§ **ИСХОДНЫЙ ТЕКСТ**:
"""

Доклад мой на конференции прошел неплохо. Началось его обсуждение. Часть врачей поддерживала мои аргументы в пользу наличия у больного эпилепсии. другие старались меня опровергнуть, отталкиваясь от мысли, что в одном больном в принципе не может быть двух столь больших и сложных патологий. Итог дискуссии подвел сам эпилептолог. Он жестко и категорически заявил, что у больного имеется только эпилепсия и никакой шизофрении у него нет и быть не может, так как это два диагноза абсолютно исключающих друг друга. Всех своих оппонентов он, что называется, "добил окончательно" тем, что тут же, во время своего выступления, детально расписал всю схему лечения для конкретного больного, вплоть до витаминотерапии.
Присутствующие на конференции врачи были несколько придавлены авторитетом звания "кандидат медицинских наук" и столь мощной, на первый взгляд, логикой. Эпилептолог даже выдвинул идею о переводе больного из отделения для больных шизофренией в его отделение эпилептологии. Все согласились с мнением эпилептолога, а моя зав.отделением так и не сказала ни одного слова в мою защиту, чем изрядно меня обидела. Получилось, что молодой специалист в силу малого теоретического и практического опыта просто-напросто придумал то, чего не бывает вообще никогда. Сморозил, мол, глупость доктор, но что с него возьмешь - молодой.
В отличие от всех предыдущих и последующих конференций, на которых мне пришлось присутствовать, на этой мне, как докладчику, и лечащему врачу анализируемого больного, не было дано последнего слова. В итоге ситуация выглядела так, словно больной поступил в больницу с диагнозом: "эпилепсия", а я, являясь своего рода "недоброжелателем" и совершенно неграмотным доктором, вдруг решил "приклеить" ему еще один диагноз "шизофрения". Хотя моя идея заключалась в том, чтобы наряду с лечением шизофрении больному проводилось лечение и эпилепсии.

"""

§ **МАТЕРИАЛ НИЖЕ**:
"""

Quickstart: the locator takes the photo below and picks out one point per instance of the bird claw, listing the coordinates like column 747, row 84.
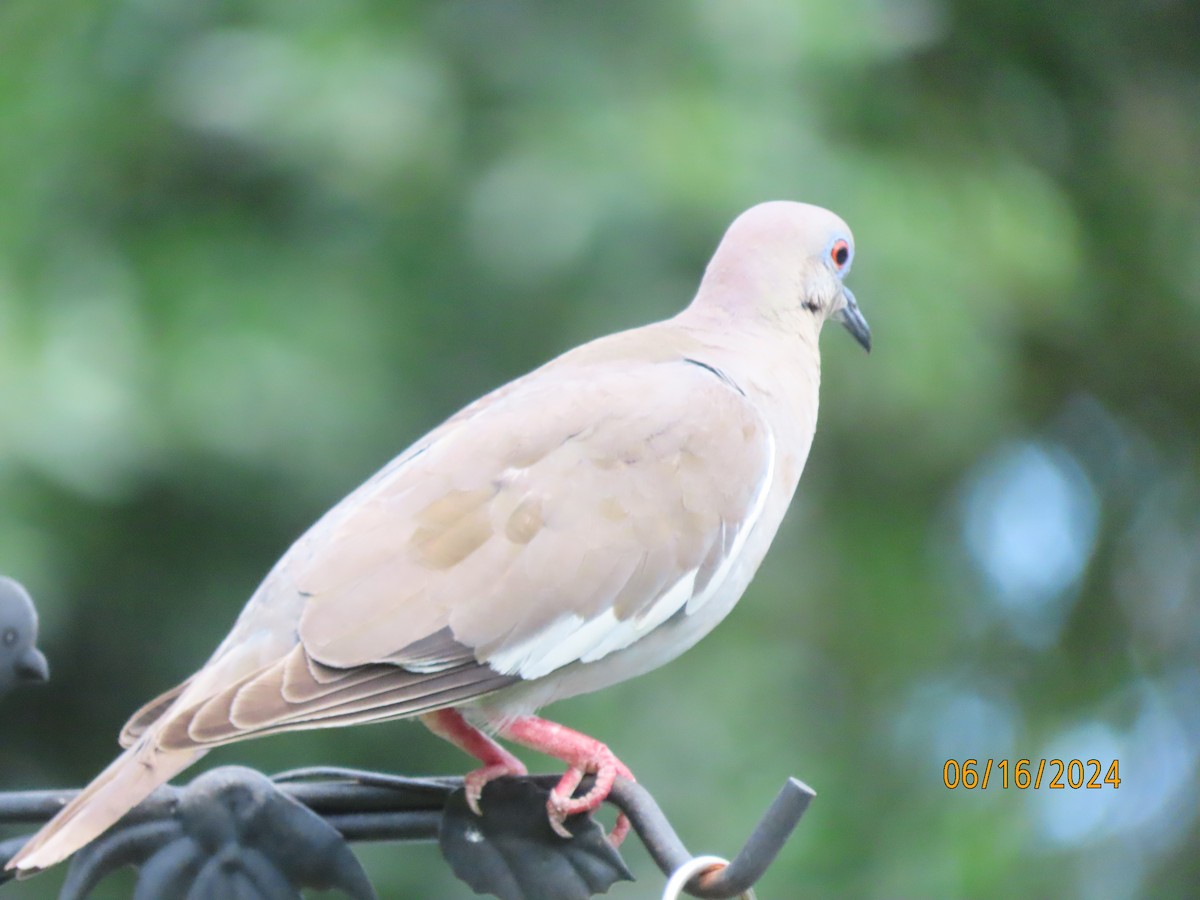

"""

§ **ЗАДАНИЯ**:
- A) Почему, по словам эпилептолога из текста о врачебной конференции, у больного не может быть шизофрении? Ответьте в одном–трех предложениях.
- B) Продолжите текст о врачебной конференции с того места, на котором он заканчивается.
Этот материал для работы не нужен.

§ **ОТВЕТЫ**:
- A) Эпилептолог заявил, что эпилепсия и шизофрения — это два диагноза, которые абсолютно исключают друг друга. Поэтому, по его мнению, при эпилепсии у больного шизофрении нет и быть не может.

- B)
Спустя несколько месяцев после этой конференции заместитель главного врача сделал доклад, в котором, опираясь на обзор иностранной литературы, он сказал, что существует вполне реальная и объективная статистика одновременного сочетания у одного больного и шизофрении и эпилепсии. Так, по его словам, среди шести тысяч эпилептиков имеется один, который болеет еще и шизофренией. А среди восьми тысяч больных шизофренией имеется один, который болеет еще и эпилепсией.
Вот и получилось, что моя интуиция, на тот момент еще лишь только чисто человеческая, а не профессиональная, оказалась более точной, нежели мнение семидесяти врачей, часть из которых проработала  на тот момент больше, чем я прожил на свете. С формальной точки зрения справедливость восторжествовала. Но передо мною никто и ни за что не извинился. Это был первый "взнос" в мою копилку мудрости, что профессиональная и человеческая солидарность - это дело относительное и временами для многих весьма абстрактное понятие.